**Request:** Reproduce word for word the part of the passage on doctoral education that starts with "Diversifying the American" and goes on through "base, and outcome.".

**Text to read:**
Diversifying the American Intellect:  Many students of color have 
expressed interest in bringing their learning to bear upon social 
realities. Now, unfortunately, they frequently perceive they can 
achieve their goals better by pursuing an advanced degree in one of 
the professional schools or by entering directly into a career after 
college.  To attract more students of color to the doctoral degree, 
graduate education must not seem a closed club, but instead an open 
door to new influences in method, knowledge base, and outcome.

Engaging with new paradigms, new practices, and new people cannot 
happen successfully without developing truly synergistic partnerships 
among people from a broad array of institutions and sectors within 
and beyond the academy.  To make a more public outcome for doctoral 
learning viable, the circle for decision-making on the PhD needs to 
involve more active partnerships - a fourth "P" in the overall 
framework - to supply perspectives on the doctorate from all relevant 
constituencies, in other words, from the producers of PhDs as well as 
from the various consumer groups that utilize PhDs:  two- and 
four-year colleges, educational associations, K-12 education, 
corporations, cultural institutions, government agencies, nonprofits, 
and private foundations.

**Data shown:**
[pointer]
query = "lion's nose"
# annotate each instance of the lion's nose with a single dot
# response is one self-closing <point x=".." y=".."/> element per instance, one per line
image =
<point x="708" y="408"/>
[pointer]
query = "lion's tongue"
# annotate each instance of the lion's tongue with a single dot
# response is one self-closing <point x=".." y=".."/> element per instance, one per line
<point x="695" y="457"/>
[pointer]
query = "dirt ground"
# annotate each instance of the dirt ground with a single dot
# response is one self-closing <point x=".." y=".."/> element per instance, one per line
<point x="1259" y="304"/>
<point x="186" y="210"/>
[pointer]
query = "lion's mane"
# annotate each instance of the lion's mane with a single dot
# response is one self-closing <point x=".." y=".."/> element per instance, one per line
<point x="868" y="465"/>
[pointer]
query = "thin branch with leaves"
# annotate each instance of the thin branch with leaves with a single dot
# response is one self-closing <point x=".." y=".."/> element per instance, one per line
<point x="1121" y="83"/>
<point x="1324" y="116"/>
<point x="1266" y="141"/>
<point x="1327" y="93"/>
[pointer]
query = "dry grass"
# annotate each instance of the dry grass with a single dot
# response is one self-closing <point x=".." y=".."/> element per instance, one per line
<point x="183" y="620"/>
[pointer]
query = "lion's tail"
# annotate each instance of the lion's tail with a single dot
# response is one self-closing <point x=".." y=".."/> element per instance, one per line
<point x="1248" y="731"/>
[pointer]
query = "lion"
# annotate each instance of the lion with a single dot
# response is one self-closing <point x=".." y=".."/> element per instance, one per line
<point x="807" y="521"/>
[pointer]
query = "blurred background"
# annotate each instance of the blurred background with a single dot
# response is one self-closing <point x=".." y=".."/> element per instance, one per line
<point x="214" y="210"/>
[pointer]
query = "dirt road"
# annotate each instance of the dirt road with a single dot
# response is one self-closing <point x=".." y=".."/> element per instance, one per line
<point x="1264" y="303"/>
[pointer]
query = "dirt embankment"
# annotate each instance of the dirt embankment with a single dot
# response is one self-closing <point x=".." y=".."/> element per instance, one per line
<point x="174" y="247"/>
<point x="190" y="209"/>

**Result for this exercise:**
Diversifying the American Intellect:  Many students of color have 
expressed interest in bringing their learning to bear upon social 
realities. Now, unfortunately, they frequently perceive they can 
achieve their goals better by pursuing an advanced degree in one of 
the professional schools or by entering directly into a career after 
college.  To attract more students of color to the doctoral degree, 
graduate education must not seem a closed club, but instead an open 
door to new influences in method, knowledge base, and outcome.